- [Problem to work on]: Swap "vertices" for "points" throughout the listing and write its lines out again with nothing else changed. Leave the pictures out.

- [Records shown]:

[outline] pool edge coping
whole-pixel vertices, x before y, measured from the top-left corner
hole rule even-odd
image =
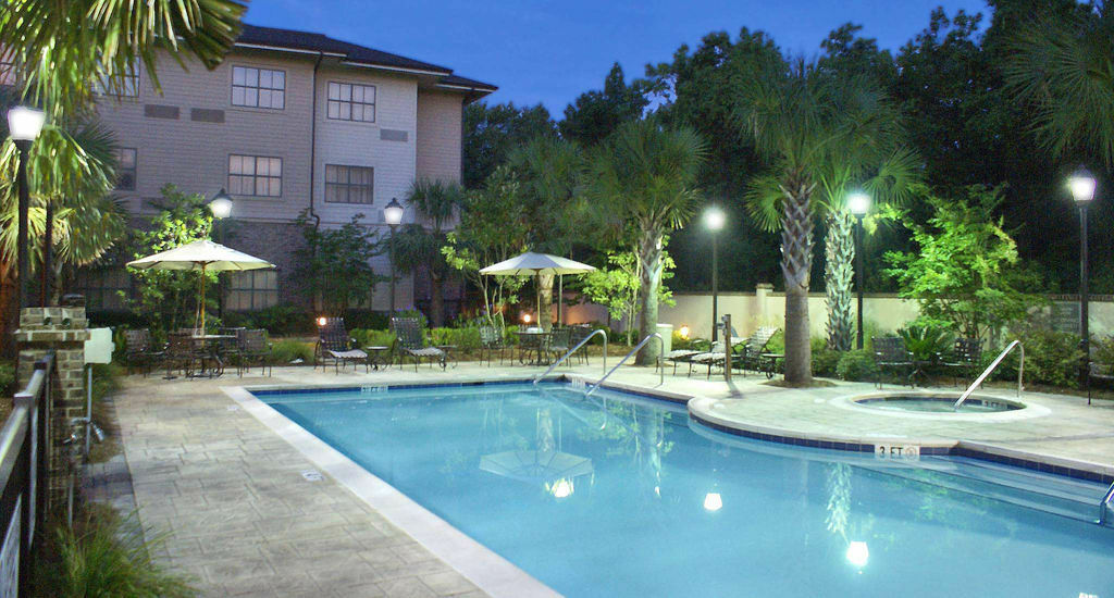
[[[363,500],[391,525],[413,538],[485,594],[495,598],[560,596],[549,586],[261,401],[248,386],[222,386],[221,390],[241,409],[321,468],[340,486]]]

- [Exercise output]:
[outline] pool edge coping
whole-pixel points, x before y, measured from the top-left corner
hole rule even-odd
image =
[[[363,500],[391,525],[413,538],[485,594],[495,598],[560,596],[549,586],[261,401],[248,386],[222,386],[221,390],[241,409],[321,468],[340,486]]]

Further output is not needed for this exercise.